Exercise set:
(1) In the tribute to Lazar Emanuel, who worked with him to build the roster of contributors for the New York Professional Responsibility Report?
(2) Reproduce the part of the tribute to Lazar Emanuel starting at "By Sarah Diane" and ending at "highly effective editor.".

Passage given:
+++++
I will always remember the last, sad communication I had with Lazar, wherein, because he was no longer physically or financially able to carry on, he asked whether I had any ideas about how this enterprise could be saved. Regrettably, I had none. Nonetheless, NYPRR lives on, along with my very fond memories of Lazar, as an excellent model of what great lawyering, and great legal writing, is about.

— Hal R. Lieberman, former Chief Counsel to the Departmental Disciplinary Committee for the First Judicial Department, is the partner in charge of the New York office of Hinshaw & Culbertson LLP.

 


Gentleman, Scholar, Editor, Wizard

By Sarah Diane McShea

Lazar Emanuel was truly a gentleman and a scholar. He founded the New York Professional Responsibility Report nearly 14 years ago and, together with Hofstra Law Professor Roy D. Simon, assiduously cultivated a deep roster of contributors, academics and ethics practitioners.

In the beginning, like a modern day wizard, Lazar worked the phones, sometimes on a daily basis, persuading busy lawyers and law professors to write articles for NYPRR. He was gentle and encouraging with his authors. “Can you get me a piece for next month’s edition?” was a typical conversation opener. He was persistent when deadlines loomed and an avid and highly effective editor.
+++++
Supplied information:
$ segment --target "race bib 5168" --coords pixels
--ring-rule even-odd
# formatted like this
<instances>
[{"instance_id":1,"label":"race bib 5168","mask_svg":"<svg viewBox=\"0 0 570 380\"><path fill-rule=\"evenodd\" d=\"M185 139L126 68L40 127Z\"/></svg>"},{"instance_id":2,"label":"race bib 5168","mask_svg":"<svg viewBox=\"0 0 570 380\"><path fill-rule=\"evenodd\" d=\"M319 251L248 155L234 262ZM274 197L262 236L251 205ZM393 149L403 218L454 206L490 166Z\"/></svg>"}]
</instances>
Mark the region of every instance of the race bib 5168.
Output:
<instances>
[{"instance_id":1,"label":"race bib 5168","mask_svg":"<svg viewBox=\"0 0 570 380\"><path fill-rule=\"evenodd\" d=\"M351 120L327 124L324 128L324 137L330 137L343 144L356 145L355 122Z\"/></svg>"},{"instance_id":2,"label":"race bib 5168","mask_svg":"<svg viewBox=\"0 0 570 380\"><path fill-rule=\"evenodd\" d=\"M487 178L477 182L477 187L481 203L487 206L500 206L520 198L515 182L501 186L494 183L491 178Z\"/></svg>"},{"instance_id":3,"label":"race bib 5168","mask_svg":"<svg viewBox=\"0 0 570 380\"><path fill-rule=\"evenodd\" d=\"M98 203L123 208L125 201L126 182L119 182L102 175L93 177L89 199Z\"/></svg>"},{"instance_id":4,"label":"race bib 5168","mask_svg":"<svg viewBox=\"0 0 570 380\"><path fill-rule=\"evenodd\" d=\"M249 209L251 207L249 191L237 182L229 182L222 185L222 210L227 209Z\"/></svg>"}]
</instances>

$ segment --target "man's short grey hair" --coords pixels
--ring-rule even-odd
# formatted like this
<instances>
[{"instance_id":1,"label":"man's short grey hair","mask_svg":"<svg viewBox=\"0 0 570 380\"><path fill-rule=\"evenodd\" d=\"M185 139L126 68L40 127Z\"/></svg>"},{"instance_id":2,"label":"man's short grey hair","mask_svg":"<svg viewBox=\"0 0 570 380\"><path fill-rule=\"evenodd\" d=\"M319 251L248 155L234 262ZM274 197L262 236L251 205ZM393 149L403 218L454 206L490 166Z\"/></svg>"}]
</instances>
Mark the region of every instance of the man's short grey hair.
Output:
+++++
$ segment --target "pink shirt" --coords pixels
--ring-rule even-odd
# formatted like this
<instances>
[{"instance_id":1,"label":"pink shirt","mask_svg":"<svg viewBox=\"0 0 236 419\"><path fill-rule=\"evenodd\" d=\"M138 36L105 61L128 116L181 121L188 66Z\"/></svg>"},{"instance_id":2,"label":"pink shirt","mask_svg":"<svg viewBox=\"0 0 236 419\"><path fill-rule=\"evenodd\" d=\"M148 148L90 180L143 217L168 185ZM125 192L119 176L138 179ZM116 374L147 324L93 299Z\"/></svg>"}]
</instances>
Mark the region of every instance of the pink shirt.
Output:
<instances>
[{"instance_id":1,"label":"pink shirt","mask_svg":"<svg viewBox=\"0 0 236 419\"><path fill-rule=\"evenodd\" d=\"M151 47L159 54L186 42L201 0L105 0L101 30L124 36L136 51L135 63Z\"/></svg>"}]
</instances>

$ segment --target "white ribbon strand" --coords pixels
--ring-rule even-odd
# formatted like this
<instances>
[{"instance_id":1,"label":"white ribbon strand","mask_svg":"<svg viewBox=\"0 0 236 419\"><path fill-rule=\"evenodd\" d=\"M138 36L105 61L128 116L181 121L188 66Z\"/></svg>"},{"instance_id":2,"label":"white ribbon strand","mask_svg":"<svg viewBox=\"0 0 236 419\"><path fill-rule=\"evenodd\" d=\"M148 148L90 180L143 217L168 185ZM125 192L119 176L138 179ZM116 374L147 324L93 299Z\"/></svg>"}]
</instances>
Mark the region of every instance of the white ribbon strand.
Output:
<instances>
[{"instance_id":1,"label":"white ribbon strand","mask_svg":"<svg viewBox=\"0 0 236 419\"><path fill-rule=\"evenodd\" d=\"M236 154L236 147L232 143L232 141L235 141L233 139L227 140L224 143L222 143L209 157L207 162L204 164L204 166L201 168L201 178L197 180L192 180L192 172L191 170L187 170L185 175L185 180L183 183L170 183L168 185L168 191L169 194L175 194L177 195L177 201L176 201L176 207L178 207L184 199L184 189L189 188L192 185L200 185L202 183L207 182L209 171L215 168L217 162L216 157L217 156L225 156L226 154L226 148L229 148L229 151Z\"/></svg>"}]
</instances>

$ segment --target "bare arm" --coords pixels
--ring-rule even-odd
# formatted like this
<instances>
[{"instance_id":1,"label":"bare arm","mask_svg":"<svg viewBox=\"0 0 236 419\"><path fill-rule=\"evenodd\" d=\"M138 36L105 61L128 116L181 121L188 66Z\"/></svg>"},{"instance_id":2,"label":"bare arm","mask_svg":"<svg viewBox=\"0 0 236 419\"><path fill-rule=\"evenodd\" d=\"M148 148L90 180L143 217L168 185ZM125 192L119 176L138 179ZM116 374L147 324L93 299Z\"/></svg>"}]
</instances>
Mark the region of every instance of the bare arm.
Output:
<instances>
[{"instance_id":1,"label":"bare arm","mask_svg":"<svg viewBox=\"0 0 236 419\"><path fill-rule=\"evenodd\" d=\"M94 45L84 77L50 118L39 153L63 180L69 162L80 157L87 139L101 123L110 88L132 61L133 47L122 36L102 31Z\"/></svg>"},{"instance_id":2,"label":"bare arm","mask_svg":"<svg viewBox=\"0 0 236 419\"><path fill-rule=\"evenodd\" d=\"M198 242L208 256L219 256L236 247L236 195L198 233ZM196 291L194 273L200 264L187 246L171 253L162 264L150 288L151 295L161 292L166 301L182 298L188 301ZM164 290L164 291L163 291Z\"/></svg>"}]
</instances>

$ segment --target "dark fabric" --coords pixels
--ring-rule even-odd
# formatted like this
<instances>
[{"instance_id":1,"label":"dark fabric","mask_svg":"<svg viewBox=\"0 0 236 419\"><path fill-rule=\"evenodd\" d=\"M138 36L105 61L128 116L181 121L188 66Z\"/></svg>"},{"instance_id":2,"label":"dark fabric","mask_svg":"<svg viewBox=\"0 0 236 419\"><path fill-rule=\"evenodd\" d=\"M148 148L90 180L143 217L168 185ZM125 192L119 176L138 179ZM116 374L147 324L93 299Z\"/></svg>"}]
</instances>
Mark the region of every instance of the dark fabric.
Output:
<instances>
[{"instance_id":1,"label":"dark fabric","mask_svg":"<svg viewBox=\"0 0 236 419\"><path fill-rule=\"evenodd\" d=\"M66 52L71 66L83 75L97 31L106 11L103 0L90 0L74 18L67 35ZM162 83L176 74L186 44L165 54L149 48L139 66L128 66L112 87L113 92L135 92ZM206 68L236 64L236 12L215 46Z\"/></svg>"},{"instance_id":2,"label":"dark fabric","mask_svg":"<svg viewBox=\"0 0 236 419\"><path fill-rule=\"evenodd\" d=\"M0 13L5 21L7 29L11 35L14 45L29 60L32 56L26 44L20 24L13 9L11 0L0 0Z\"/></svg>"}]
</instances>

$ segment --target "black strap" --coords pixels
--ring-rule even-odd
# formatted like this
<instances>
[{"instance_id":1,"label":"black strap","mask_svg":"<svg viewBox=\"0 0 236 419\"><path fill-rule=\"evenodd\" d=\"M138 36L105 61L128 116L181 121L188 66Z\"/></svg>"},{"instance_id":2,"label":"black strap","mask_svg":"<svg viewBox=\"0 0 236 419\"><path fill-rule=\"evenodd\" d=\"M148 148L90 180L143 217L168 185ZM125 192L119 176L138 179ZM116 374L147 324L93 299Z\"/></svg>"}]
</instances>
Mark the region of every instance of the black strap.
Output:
+++++
Task responses:
(1) Hofstra Law Professor Roy D. Simon

(2)
By Sarah Diane McShea

Lazar Emanuel was truly a gentleman and a scholar. He founded the New York Professional Responsibility Report nearly 14 years ago and, together with Hofstra Law Professor Roy D. Simon, assiduously cultivated a deep roster of contributors, academics and ethics practitioners.

In the beginning, like a modern day wizard, Lazar worked the phones, sometimes on a daily basis, persuading busy lawyers and law professors to write articles for NYPRR. He was gentle and encouraging with his authors. “Can you get me a piece for next month’s edition?” was a typical conversation opener. He was persistent when deadlines loomed and an avid and highly effective editor.